Instructions to follow: Render everything from the first of the lines below down to the line containing "column 246, row 233" as a numbered list, skipping any blank lines. Leave the pictures out of your answer.

Given records:
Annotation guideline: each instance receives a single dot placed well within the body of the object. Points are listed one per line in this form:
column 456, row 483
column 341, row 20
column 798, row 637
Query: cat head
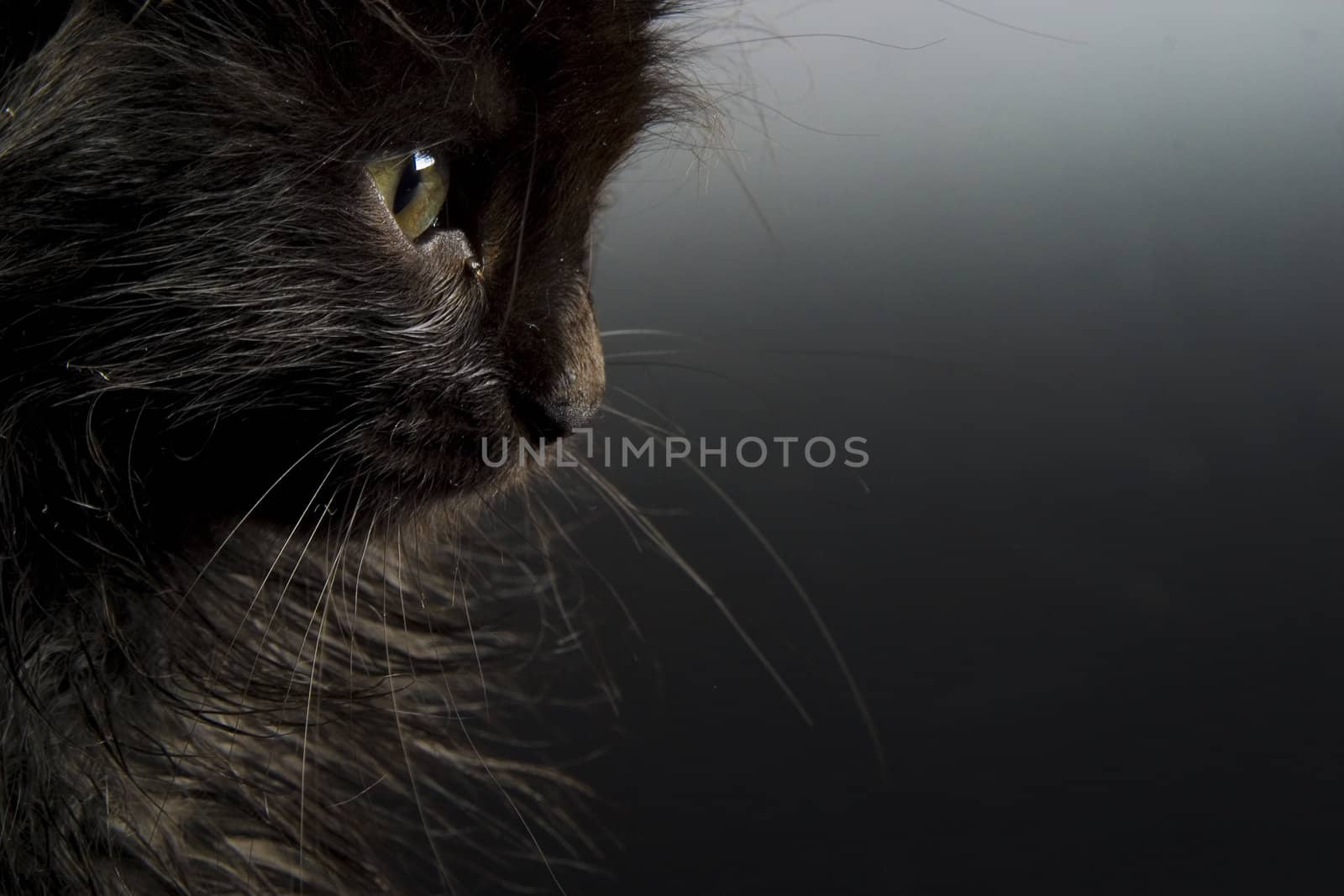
column 235, row 234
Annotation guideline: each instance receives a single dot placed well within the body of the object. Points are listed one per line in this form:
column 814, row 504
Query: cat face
column 246, row 233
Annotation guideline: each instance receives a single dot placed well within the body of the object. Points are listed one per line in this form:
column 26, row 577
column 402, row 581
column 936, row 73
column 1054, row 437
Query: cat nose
column 566, row 409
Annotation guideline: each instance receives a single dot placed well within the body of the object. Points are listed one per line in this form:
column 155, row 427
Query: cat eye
column 414, row 188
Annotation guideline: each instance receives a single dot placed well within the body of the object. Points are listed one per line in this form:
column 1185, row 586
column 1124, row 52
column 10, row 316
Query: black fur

Task output:
1. Annotation guideline: each instance receives a single dot placed well within the body of the object. Points are listed one per line in this form:
2. column 456, row 483
3. column 341, row 20
4. column 798, row 637
5. Query: cat head
6. column 235, row 234
7. Annotation guideline: each instance receives a single dot placed well within the body of the object. Points are listed one per line in this form:
8. column 814, row 504
9. Query: cat face
10. column 246, row 233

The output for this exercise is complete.